>> START Dataset entries

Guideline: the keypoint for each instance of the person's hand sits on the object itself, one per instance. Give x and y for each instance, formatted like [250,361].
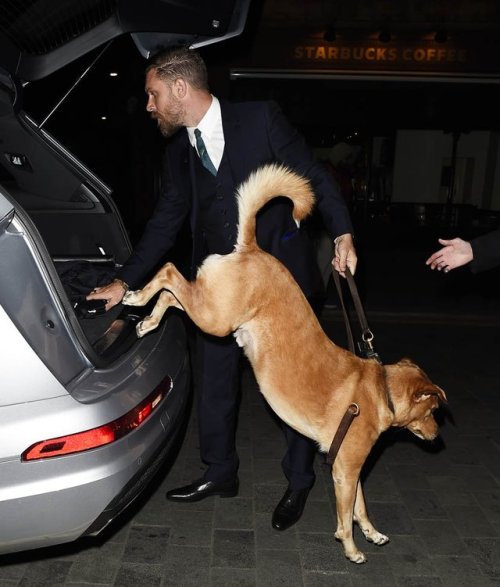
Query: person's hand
[112,292]
[345,254]
[455,253]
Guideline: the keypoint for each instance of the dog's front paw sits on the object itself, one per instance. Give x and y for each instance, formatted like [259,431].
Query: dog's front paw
[350,550]
[145,326]
[357,557]
[377,538]
[132,298]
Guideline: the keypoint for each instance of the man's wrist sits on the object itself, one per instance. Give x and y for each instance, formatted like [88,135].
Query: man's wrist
[122,283]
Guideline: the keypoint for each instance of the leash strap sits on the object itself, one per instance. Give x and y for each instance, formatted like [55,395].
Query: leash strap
[366,343]
[351,412]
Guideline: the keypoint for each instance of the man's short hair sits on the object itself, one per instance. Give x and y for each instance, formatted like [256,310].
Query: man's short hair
[180,62]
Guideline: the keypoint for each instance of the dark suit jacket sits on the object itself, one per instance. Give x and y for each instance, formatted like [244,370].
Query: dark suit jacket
[255,133]
[486,250]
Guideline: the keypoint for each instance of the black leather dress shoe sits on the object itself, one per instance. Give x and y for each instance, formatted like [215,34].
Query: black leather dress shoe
[290,508]
[200,489]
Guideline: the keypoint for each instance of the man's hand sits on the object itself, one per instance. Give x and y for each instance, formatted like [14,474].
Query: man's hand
[455,253]
[345,254]
[112,293]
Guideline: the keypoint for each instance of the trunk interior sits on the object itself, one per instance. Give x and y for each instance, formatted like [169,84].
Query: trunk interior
[77,230]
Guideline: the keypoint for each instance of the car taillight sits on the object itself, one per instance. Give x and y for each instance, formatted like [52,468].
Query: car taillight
[105,434]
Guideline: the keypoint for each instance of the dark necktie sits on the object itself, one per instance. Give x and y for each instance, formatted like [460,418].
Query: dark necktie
[202,152]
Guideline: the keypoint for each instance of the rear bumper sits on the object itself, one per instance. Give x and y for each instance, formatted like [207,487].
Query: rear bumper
[58,500]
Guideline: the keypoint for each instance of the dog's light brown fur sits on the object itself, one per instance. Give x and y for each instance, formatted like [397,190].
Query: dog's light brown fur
[307,380]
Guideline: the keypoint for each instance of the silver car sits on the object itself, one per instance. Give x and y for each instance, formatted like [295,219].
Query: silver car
[88,412]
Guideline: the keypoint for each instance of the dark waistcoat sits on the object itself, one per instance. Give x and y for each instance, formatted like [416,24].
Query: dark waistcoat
[217,214]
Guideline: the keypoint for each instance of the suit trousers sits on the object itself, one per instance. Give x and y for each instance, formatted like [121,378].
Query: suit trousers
[216,373]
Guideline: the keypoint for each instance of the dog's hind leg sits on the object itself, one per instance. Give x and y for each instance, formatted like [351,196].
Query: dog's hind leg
[345,493]
[361,518]
[165,300]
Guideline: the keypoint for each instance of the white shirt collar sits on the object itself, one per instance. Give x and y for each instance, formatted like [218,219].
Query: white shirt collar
[212,132]
[208,125]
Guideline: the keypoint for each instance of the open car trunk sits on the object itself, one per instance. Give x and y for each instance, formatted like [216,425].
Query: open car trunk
[68,226]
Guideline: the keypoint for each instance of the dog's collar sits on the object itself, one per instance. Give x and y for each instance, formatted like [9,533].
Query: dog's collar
[388,398]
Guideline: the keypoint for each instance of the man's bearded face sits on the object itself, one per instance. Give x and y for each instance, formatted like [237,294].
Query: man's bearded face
[163,106]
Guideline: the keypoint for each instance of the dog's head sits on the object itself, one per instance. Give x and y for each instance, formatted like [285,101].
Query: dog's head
[415,398]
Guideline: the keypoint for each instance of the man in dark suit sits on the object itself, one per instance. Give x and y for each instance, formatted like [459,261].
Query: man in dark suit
[213,147]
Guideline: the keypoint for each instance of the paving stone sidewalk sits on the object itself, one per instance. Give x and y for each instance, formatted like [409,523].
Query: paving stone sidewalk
[439,504]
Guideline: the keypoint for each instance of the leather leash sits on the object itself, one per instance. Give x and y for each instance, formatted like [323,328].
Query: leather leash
[366,347]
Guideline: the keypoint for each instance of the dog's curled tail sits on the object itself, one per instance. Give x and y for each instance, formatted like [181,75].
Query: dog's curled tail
[263,185]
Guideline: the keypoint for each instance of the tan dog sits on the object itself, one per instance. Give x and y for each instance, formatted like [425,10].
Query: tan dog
[307,380]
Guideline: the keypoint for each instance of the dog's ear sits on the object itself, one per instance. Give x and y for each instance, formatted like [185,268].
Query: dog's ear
[425,393]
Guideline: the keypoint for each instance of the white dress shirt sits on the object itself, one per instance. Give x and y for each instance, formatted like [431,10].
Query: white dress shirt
[211,132]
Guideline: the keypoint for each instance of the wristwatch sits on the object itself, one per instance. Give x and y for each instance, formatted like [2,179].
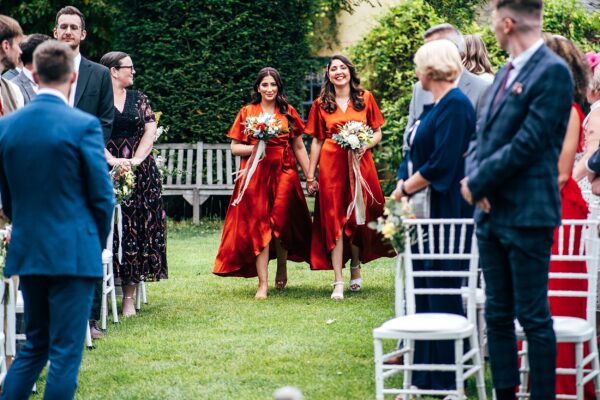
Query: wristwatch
[403,190]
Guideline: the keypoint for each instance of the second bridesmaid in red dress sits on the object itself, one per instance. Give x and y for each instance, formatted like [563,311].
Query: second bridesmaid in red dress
[271,219]
[335,237]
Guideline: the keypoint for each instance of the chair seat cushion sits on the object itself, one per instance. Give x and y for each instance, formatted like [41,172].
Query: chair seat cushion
[427,322]
[106,256]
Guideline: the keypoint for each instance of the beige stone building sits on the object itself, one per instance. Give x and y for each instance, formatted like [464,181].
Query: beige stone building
[353,27]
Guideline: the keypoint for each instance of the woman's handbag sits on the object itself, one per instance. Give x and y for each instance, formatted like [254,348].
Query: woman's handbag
[421,201]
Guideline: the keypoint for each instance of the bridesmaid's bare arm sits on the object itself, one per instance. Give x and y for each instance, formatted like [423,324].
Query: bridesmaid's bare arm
[301,154]
[592,139]
[567,154]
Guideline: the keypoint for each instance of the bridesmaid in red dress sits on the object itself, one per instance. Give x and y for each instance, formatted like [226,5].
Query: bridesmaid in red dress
[271,220]
[573,207]
[335,237]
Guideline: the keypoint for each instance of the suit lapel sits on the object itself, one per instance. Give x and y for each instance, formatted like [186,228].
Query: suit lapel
[521,78]
[82,79]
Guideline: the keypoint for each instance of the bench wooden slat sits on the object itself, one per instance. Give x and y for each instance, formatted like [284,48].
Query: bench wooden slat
[179,166]
[170,166]
[199,163]
[188,167]
[229,168]
[219,166]
[209,166]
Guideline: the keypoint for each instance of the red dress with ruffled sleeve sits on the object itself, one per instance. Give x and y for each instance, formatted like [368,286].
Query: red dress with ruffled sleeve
[573,207]
[334,195]
[273,203]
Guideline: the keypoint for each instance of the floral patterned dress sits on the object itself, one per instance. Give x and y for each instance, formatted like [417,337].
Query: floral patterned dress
[144,252]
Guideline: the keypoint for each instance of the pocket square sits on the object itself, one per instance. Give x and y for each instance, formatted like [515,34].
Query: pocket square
[517,89]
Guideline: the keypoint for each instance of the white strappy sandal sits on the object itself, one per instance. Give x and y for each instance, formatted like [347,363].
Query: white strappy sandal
[355,284]
[337,295]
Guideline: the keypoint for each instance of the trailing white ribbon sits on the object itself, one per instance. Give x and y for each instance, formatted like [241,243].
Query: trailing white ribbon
[357,184]
[246,173]
[120,231]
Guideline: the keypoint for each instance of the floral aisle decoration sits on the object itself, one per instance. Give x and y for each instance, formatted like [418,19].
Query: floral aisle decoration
[4,242]
[263,128]
[391,225]
[353,136]
[123,180]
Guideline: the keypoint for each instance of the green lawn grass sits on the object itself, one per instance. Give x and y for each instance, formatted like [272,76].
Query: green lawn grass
[205,337]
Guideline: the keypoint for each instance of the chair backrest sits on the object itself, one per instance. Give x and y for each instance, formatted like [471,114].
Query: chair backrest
[448,242]
[578,242]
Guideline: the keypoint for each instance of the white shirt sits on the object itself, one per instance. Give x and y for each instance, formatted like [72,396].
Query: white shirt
[521,60]
[76,64]
[29,76]
[53,92]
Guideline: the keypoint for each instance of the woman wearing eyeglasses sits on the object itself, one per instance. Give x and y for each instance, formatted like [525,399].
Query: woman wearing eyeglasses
[143,241]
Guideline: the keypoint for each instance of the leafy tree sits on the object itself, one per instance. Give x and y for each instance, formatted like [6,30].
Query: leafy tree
[38,16]
[197,61]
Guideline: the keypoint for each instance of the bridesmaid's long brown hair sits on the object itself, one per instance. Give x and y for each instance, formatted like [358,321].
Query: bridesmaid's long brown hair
[327,94]
[280,100]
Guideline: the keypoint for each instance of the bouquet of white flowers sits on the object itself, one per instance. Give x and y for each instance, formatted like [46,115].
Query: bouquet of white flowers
[263,128]
[123,182]
[353,135]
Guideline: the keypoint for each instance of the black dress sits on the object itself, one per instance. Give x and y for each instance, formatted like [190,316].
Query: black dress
[144,252]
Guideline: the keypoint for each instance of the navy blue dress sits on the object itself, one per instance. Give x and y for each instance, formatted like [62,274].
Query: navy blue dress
[438,153]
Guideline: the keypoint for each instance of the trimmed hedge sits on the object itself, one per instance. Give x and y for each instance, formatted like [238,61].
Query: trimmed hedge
[197,61]
[384,58]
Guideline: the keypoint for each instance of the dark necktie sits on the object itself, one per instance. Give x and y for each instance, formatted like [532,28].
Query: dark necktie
[502,88]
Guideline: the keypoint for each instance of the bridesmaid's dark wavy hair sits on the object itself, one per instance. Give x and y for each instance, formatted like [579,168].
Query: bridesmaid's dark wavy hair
[327,94]
[280,100]
[113,59]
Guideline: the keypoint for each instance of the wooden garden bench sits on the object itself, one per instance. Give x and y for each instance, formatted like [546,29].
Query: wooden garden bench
[203,170]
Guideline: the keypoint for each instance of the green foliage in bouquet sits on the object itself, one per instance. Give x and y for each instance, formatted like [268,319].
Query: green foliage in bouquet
[123,180]
[197,60]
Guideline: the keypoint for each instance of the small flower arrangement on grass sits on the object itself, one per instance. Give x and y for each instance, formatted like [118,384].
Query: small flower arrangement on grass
[4,242]
[160,130]
[391,224]
[353,135]
[123,182]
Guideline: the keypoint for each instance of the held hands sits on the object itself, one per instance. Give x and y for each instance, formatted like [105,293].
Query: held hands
[484,203]
[361,152]
[397,193]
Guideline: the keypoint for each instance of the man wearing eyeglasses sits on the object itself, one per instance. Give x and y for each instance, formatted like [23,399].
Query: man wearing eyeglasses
[92,92]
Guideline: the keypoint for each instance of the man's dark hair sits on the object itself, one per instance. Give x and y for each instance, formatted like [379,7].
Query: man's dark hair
[70,10]
[532,7]
[9,29]
[53,62]
[29,45]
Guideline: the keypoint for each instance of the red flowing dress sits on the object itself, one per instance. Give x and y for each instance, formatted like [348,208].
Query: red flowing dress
[334,195]
[273,203]
[573,207]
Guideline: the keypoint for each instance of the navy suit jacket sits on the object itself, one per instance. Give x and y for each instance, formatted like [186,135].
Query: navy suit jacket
[519,142]
[94,95]
[55,189]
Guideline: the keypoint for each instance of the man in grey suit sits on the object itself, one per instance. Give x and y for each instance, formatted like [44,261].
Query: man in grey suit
[474,87]
[470,84]
[25,80]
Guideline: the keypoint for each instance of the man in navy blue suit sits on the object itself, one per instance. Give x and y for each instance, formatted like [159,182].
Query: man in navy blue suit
[515,183]
[56,190]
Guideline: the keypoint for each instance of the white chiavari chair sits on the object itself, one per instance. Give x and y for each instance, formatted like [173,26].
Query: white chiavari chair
[574,330]
[409,326]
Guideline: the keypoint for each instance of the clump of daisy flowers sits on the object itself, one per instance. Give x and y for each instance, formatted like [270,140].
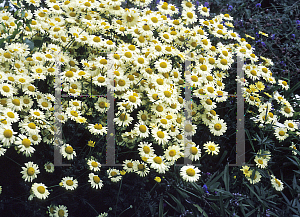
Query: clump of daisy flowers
[140,55]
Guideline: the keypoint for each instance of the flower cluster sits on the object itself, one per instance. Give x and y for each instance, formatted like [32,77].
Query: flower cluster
[140,55]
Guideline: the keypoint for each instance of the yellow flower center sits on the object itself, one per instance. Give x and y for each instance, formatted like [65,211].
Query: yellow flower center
[287,110]
[160,134]
[159,108]
[143,128]
[160,81]
[30,171]
[7,133]
[190,15]
[157,160]
[163,65]
[10,114]
[69,74]
[194,150]
[188,128]
[132,99]
[69,149]
[94,164]
[146,149]
[5,89]
[224,62]
[212,148]
[41,189]
[69,182]
[172,153]
[61,213]
[96,179]
[26,142]
[281,133]
[218,126]
[190,172]
[141,167]
[123,117]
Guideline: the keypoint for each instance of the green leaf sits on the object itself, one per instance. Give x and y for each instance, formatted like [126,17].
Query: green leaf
[161,207]
[200,210]
[176,209]
[251,212]
[226,177]
[250,140]
[29,43]
[182,209]
[221,205]
[260,200]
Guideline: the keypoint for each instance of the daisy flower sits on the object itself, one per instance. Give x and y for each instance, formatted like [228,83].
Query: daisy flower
[128,166]
[69,183]
[93,165]
[123,119]
[37,114]
[24,145]
[40,190]
[256,177]
[130,17]
[7,90]
[60,211]
[145,149]
[51,209]
[157,163]
[30,171]
[97,129]
[204,11]
[293,147]
[261,162]
[114,175]
[172,153]
[291,125]
[49,167]
[132,98]
[7,136]
[140,168]
[190,173]
[141,129]
[2,150]
[68,152]
[287,111]
[163,65]
[189,128]
[102,105]
[218,127]
[95,181]
[160,136]
[193,152]
[246,171]
[276,183]
[15,104]
[189,16]
[11,116]
[283,84]
[211,148]
[281,133]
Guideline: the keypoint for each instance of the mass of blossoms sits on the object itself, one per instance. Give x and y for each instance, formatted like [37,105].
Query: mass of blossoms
[146,58]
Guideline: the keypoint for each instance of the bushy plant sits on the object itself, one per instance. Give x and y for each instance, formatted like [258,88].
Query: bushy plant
[149,59]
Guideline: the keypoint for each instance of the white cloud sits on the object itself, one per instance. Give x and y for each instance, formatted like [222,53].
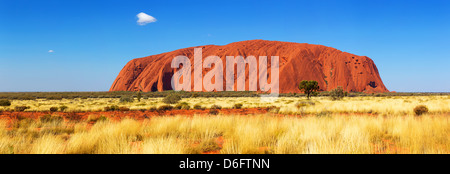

>> END Dataset entries

Task brief - State how many lines of the data above contain the string "hedge", treating uppercase and lowercase as distinct, and reply with that number alone.

Result for this task - 2